TASK PROMPT:
From the entries, copy each line that includes "apron".

MATERIAL PROVIDED:
════

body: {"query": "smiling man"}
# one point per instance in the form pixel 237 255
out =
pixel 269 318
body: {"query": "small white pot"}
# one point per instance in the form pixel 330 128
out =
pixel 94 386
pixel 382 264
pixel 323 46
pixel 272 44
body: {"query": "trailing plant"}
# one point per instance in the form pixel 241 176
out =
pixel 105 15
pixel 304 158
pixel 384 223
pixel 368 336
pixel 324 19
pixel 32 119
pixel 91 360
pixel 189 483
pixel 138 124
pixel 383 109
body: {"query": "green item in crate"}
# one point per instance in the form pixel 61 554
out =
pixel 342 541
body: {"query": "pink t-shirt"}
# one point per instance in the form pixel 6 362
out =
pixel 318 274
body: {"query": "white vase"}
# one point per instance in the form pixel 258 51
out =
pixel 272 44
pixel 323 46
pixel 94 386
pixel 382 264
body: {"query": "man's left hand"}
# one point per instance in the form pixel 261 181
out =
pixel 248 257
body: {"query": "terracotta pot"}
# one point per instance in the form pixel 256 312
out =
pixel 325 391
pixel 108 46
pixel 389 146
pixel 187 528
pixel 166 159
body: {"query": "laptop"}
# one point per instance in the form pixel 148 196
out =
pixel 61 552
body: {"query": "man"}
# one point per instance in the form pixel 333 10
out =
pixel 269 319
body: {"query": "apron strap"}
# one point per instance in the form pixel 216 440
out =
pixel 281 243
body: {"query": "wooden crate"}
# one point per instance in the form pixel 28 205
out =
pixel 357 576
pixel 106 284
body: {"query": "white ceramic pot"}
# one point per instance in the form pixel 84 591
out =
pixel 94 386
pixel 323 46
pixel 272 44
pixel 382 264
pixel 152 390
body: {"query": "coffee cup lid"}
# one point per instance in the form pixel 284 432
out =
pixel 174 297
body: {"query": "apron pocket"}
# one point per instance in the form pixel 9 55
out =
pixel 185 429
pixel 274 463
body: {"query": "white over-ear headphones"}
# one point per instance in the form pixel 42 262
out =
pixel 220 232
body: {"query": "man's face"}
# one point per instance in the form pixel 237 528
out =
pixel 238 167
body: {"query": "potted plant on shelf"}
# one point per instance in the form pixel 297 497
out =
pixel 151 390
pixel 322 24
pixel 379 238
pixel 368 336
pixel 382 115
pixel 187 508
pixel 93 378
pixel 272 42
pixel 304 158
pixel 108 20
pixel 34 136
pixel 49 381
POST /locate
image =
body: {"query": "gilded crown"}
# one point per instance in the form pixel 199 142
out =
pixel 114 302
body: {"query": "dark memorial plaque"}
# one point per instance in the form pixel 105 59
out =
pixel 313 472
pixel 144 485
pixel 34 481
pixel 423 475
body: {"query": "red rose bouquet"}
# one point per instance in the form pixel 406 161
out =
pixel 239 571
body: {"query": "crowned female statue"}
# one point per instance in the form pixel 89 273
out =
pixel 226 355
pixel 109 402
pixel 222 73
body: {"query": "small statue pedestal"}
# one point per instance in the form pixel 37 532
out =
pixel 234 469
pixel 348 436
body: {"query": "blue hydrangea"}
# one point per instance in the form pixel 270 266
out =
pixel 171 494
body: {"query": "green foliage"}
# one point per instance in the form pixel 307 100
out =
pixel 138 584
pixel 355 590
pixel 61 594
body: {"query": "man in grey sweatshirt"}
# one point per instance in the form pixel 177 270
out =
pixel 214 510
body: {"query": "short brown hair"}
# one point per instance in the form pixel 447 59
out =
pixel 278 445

════

RESULT FOR THIS EXERCISE:
body: {"query": "apron strap"}
body: {"query": "apron pocket"}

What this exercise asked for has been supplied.